* [Selected excerpt]:
# # #
In Austria, the handcrafting of beds and mattresses is a traditional industry. In the 18th century in Austria, there were ten recognized masters of this profession. The master craftsmen of beds and mattresses also handcrafted suitcases and saddles. This was because many of the expensive materials such as horsetail hair, wool, cotton and leather used in production were the same. The master craftsmen, especially those of Vienna, were well known and exported their goods to Greece, Turkey and other countries in the Middle East. During the 19th century, there was an increase in demand for luxury products of this sort.

==Recognition==
The 1873 Vienna World's Fair provided a showcase for the local artisans. During the Fair, Josef Pauly received the first "Golden Cross for Industrial Merit". The year 1873 was the fiftieth anniversary of the founding of Pauly and Sohn. Josef Pauly appeared in a Vienna publication honouring distinguished industrialists. By 1891, the company had received ten awards, including the Medal d'amission ("medal of rightful admission") in Brussels in 1876.

According to a 1903 Vienna newspaper, J. Pauly & Sohn was considered "one of the oldest and most respected companies in the bedding industry" as, at the time of publication, "it had been 31 years since Pauly had obtained the honorary title of K. & K. Purveyor of the Empire and was successfully delivering beds and furniture internationally".
# # #
Phrase grounding data
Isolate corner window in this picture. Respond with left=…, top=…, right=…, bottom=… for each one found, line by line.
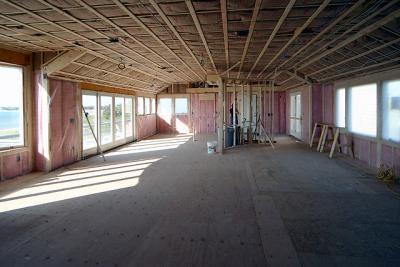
left=0, top=65, right=24, bottom=149
left=175, top=98, right=188, bottom=114
left=349, top=83, right=377, bottom=137
left=382, top=80, right=400, bottom=142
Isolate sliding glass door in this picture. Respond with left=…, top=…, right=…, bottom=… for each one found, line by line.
left=124, top=97, right=134, bottom=140
left=82, top=91, right=135, bottom=156
left=82, top=93, right=98, bottom=153
left=114, top=97, right=125, bottom=141
left=100, top=95, right=113, bottom=149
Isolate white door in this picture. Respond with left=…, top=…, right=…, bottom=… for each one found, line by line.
left=289, top=92, right=302, bottom=139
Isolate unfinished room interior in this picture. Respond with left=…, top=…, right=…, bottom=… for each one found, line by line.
left=0, top=0, right=400, bottom=267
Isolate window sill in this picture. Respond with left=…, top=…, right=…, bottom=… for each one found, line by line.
left=0, top=146, right=29, bottom=156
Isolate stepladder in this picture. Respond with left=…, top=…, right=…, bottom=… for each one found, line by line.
left=310, top=122, right=326, bottom=151
left=329, top=127, right=354, bottom=159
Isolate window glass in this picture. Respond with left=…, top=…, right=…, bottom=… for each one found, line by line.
left=144, top=97, right=150, bottom=115
left=114, top=97, right=125, bottom=140
left=151, top=98, right=156, bottom=114
left=138, top=96, right=144, bottom=115
left=382, top=80, right=400, bottom=142
left=100, top=96, right=113, bottom=144
left=125, top=97, right=133, bottom=137
left=82, top=94, right=97, bottom=150
left=175, top=98, right=188, bottom=114
left=349, top=84, right=377, bottom=137
left=335, top=88, right=346, bottom=127
left=0, top=66, right=24, bottom=148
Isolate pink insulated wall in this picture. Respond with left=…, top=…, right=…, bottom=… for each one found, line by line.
left=313, top=84, right=400, bottom=176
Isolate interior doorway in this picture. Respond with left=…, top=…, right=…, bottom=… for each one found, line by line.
left=289, top=92, right=302, bottom=139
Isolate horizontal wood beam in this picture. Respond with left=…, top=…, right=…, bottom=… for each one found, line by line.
left=42, top=50, right=85, bottom=75
left=0, top=48, right=31, bottom=66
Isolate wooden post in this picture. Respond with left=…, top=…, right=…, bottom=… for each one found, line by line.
left=40, top=69, right=52, bottom=172
left=231, top=81, right=236, bottom=146
left=240, top=82, right=245, bottom=144
left=217, top=78, right=224, bottom=154
left=271, top=75, right=276, bottom=143
left=248, top=83, right=253, bottom=144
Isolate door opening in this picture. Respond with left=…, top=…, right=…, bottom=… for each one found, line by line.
left=289, top=92, right=302, bottom=139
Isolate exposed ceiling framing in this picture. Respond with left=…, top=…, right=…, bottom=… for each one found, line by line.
left=0, top=0, right=400, bottom=93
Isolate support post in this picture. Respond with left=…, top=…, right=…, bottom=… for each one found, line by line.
left=271, top=69, right=276, bottom=143
left=248, top=83, right=253, bottom=144
left=37, top=71, right=52, bottom=172
left=218, top=78, right=224, bottom=154
left=231, top=82, right=236, bottom=146
left=82, top=104, right=106, bottom=162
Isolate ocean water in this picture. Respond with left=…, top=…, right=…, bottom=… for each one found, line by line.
left=0, top=110, right=19, bottom=130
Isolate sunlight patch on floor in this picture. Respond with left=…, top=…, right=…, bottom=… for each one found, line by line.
left=0, top=158, right=161, bottom=212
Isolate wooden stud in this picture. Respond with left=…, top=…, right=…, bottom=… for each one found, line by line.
left=220, top=0, right=230, bottom=78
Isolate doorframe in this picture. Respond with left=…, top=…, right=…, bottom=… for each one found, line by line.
left=156, top=94, right=192, bottom=134
left=288, top=90, right=304, bottom=140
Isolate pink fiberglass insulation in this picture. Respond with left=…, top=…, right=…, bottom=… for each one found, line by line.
left=1, top=151, right=30, bottom=179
# # #
* [Task list]:
(A) In the passage on Austrian bed and mattress making, rewrite the stretch from "In Austria, the handcrafting" through "of this sort.", substituting "trunks" for "suitcases".
(B) Translate this sentence from the passage on Austrian bed and mattress making into Spanish: "The 1873 Vienna World's Fair provided a showcase for the local artisans."

* [Replies]:
(A)
In Austria, the handcrafting of beds and mattresses is a traditional industry. In the 18th century in Austria, there were ten recognized masters of this profession. The master craftsmen of beds and mattresses also handcrafted trunks and saddles. This was because many of the expensive materials such as horsetail hair, wool, cotton and leather used in production were the same. The master craftsmen, especially those of Vienna, were well known and exported their goods to Greece, Turkey and other countries in the Middle East. During the 19th century, there was an increase in demand for luxury products of this sort.

(B) La Exposición Universal de Viena de 1873 ofreció un escaparate a los artesanos locales.